▶ [Task inputs]:
------------

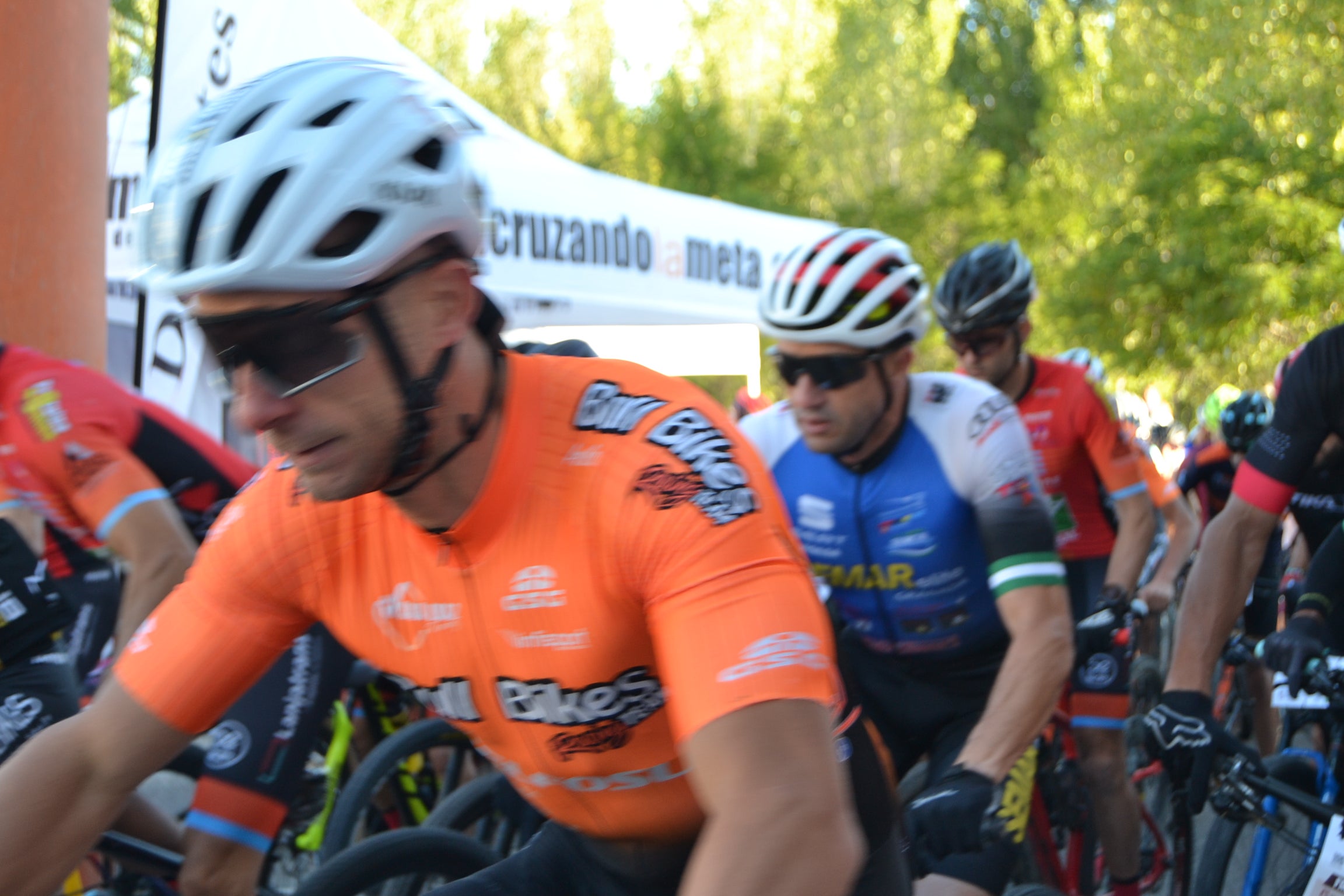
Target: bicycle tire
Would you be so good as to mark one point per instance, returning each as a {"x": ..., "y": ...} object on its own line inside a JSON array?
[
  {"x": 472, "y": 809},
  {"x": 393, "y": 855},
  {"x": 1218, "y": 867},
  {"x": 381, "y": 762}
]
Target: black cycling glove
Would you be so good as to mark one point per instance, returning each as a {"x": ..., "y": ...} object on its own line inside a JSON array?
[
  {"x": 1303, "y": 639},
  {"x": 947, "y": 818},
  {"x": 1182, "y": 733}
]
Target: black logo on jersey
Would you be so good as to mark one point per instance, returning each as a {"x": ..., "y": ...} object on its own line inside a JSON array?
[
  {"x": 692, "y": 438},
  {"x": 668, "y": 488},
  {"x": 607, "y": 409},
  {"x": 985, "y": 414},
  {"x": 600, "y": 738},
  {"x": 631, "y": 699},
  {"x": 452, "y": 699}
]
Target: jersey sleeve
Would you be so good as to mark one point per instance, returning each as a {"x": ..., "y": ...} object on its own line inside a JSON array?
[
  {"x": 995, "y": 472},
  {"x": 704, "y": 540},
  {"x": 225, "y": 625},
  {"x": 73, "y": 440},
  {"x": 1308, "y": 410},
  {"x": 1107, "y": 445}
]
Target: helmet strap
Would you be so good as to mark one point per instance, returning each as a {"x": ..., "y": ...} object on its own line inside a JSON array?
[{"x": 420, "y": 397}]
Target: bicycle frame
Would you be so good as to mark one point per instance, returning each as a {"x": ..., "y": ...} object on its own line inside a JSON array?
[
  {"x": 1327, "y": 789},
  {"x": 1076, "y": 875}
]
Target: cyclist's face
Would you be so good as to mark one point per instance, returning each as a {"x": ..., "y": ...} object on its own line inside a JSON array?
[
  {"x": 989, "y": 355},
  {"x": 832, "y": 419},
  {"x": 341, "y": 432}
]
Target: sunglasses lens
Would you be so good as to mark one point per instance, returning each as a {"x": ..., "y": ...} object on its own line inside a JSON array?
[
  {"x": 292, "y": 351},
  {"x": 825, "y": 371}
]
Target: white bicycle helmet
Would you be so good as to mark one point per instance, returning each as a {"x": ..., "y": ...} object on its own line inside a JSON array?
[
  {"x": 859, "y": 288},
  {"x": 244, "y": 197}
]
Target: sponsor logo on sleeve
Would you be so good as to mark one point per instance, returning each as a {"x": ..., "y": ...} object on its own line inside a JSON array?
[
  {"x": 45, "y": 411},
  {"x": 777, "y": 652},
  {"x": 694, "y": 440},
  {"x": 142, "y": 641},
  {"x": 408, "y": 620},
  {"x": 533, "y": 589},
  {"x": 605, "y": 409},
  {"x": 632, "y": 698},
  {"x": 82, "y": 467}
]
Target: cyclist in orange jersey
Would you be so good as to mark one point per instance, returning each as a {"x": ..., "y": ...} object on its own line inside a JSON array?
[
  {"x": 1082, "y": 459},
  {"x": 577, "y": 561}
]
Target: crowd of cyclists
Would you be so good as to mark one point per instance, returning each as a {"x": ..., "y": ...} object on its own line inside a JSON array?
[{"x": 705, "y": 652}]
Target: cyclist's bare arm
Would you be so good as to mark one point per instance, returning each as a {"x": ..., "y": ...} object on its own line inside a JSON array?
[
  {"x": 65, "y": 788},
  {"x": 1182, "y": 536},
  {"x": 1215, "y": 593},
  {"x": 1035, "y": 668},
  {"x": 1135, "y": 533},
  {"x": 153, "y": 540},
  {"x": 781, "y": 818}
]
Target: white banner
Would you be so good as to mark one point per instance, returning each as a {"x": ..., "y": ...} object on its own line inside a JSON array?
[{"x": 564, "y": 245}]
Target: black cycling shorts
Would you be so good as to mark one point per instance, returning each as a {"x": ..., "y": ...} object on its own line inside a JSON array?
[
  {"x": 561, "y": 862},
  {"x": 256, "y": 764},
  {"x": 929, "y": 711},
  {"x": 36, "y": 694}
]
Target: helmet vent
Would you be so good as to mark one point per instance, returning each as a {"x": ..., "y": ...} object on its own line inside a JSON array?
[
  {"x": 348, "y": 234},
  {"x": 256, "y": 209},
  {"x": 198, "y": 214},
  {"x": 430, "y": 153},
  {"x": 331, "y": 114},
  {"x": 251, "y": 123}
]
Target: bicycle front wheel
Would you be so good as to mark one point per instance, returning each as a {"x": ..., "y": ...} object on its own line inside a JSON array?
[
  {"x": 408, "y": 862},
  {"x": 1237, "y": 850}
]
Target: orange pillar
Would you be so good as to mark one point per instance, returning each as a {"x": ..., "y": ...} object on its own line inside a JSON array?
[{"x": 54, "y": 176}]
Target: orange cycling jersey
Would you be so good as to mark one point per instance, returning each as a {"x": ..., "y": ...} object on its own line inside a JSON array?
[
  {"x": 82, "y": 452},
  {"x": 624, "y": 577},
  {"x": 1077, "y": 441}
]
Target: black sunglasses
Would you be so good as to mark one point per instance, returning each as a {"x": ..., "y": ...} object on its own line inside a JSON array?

------------

▶ [Work task]:
State how many lines in the entries hold the word "sleeve", giving the number alone.

▶ [Answer]:
2